▸ **Work to do**
Transcribe every line of the data below word for word, leaving out the pictures.

[Rows from a pointing dataset]
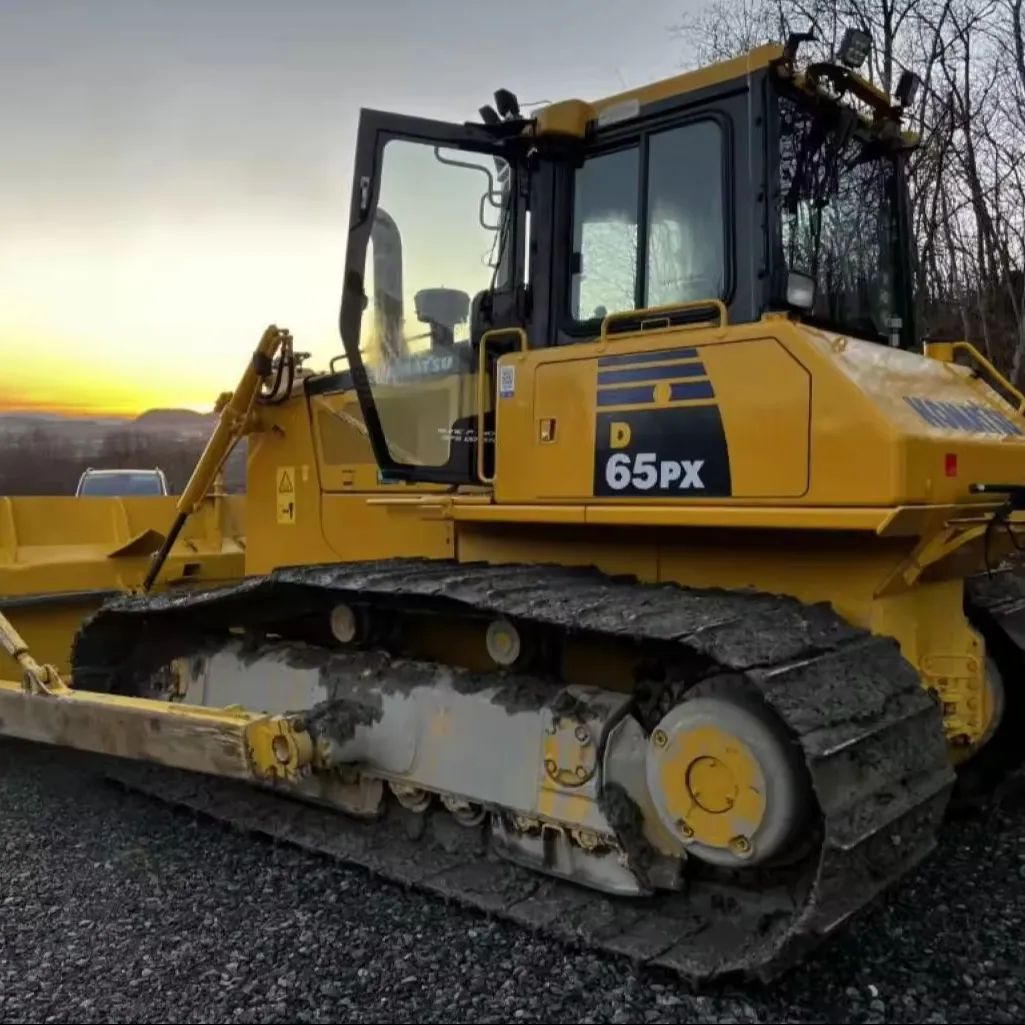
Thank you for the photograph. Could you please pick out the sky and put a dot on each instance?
(174, 174)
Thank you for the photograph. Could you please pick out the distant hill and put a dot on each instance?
(44, 453)
(175, 419)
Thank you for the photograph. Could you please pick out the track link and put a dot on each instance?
(872, 739)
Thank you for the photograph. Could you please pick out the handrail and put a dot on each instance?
(944, 353)
(482, 378)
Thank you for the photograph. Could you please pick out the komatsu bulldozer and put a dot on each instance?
(646, 585)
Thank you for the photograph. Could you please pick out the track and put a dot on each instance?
(871, 737)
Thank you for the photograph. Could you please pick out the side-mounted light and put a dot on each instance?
(854, 48)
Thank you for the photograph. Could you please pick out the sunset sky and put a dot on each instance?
(175, 173)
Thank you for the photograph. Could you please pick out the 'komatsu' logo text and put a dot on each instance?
(964, 416)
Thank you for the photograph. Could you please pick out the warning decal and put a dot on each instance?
(286, 495)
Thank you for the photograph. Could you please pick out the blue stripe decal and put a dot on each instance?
(631, 359)
(691, 390)
(626, 396)
(634, 375)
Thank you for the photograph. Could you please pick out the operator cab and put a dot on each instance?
(721, 195)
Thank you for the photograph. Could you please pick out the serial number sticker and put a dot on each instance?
(647, 470)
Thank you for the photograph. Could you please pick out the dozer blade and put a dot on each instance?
(868, 739)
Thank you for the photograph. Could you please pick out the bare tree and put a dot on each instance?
(968, 176)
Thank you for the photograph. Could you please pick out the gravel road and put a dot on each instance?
(116, 909)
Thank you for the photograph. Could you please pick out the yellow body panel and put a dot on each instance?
(809, 419)
(839, 488)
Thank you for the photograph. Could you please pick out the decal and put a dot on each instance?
(970, 416)
(506, 381)
(458, 360)
(286, 495)
(658, 429)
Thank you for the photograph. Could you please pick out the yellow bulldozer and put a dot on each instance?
(648, 587)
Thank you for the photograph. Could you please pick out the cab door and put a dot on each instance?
(436, 233)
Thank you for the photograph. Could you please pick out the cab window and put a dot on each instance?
(649, 223)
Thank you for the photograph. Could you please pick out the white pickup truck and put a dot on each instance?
(121, 483)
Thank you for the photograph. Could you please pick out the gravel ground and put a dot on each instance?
(116, 909)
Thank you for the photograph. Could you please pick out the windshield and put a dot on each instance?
(121, 485)
(440, 240)
(837, 217)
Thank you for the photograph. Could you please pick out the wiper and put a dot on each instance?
(810, 147)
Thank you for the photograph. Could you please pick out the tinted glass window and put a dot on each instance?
(118, 485)
(684, 257)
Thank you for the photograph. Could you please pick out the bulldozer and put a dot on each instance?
(651, 588)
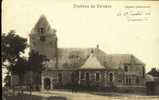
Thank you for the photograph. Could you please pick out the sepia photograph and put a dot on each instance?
(80, 49)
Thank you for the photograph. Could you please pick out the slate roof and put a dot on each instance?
(74, 58)
(92, 63)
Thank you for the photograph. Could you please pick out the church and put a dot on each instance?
(83, 67)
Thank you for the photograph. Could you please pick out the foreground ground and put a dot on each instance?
(67, 95)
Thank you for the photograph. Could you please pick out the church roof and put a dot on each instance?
(75, 58)
(43, 23)
(92, 63)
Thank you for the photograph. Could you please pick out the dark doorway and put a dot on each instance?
(47, 83)
(111, 77)
(87, 76)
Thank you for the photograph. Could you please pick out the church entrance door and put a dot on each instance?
(47, 84)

▸ **Written reply**
Thank you for the photograph. Could you please pick out the sky and put a dot on each instance?
(174, 174)
Thank you for the photograph. Could you please pick out the distant hill and put a dot on each instance?
(44, 453)
(175, 419)
Thank you for the photograph. Could you please pick out the track link and put a dot on each instance?
(872, 739)
Thank you for the photograph. Could you please pick out the handrail and put a dot on each instance?
(944, 353)
(482, 378)
Thank you for the photograph. Could you please pick out the komatsu bulldozer and put a dot on each instance?
(646, 585)
Thank you for the photograph. Could you please pick out the track and put a dot on each instance?
(871, 737)
Thank you for the photograph. Could you please pick out the side-mounted light and put a dot on each instance?
(854, 48)
Thank you for the photograph. Could you please pick out the sunset sky and put a dot on each instance?
(175, 173)
Thank you for the photograph. Could you please pick out the 'komatsu' logo text and put a dot on each instance?
(964, 416)
Thank you for the photograph. Could you please pick out the warning decal and put a dot on each instance?
(286, 495)
Thank you for the photograph. Could you please pick out the blue stripe decal and put a dot on each instance?
(631, 359)
(691, 390)
(626, 396)
(634, 375)
Thank you for the photograph. Could you please pick out the operator cab and put a dot on each instance?
(721, 195)
Thank you for the photograph. Could you please pick out the serial number sticker and put a dot on each instance?
(647, 470)
Thank you for the photograph. Could you please pick out the dozer blade and put a dot on each instance?
(868, 739)
Thank you for the photograph. Could you please pick out the bare tree and put a dot on each instance?
(968, 176)
Thank you for the photograph. Could you please pick out the gravel road and put a dot on each instance?
(116, 909)
Thank you for the photograph. Could you please pick out the yellow body panel and put a dot on each instance?
(809, 419)
(839, 488)
Thank you for the photograph. Could you please pick out the decal and put a dot on each instance?
(970, 416)
(506, 381)
(458, 360)
(286, 495)
(658, 429)
Thank you for the photograph. Could you please pick out the yellow bulldozer and put a dot on each instance?
(648, 587)
Thank you for the photograph. Could you please pick out the cab door and put a dot on each instance?
(436, 233)
Thank you for the photograph. Could you please pick out the cab window and put a dot on each instance?
(649, 223)
Thank you for the photograph. Could you please pick out the white pickup truck and put a dot on each instance?
(121, 483)
Thank you for the photograph. Could you please pick out the gravel ground and put a dot on each instance?
(116, 909)
Thank you for the photograph. Could you please pick out the windshield and put a dot on each instance?
(121, 485)
(440, 240)
(837, 217)
Thank you for the photograph. Could you please pick out the wiper and put a dot on each instance?
(810, 147)
Thank you for the photograph. Could you please pick out the tinted glass window and put a dot on each instance?
(118, 485)
(684, 257)
Thank you for the photograph. Could you please pick out the bulldozer and put a dot on each instance?
(651, 588)
Thank you for the photograph. Could you please pick out the sepia photograph and put a dot on each instance?
(80, 49)
Thank you for the photograph. Could you please pick out the slate roof and put a dot on each instance?
(74, 58)
(92, 63)
Thank you for the photograph. Could you please pick out the church and put a dot on each instance?
(83, 67)
Thank you for the photograph. Could you please pick out the foreground ground and put a dot on each instance?
(67, 95)
Thank you for the photograph. Could you please pick out the church roof and put a dot on each instance?
(75, 58)
(43, 23)
(92, 63)
Thank you for the photograph. Could you please pick out the dark doorway and put a dot on each instance?
(47, 83)
(111, 77)
(87, 76)
Thank you for the photograph. Could you please pick out the church entrance door and put a dot on each instance?
(47, 84)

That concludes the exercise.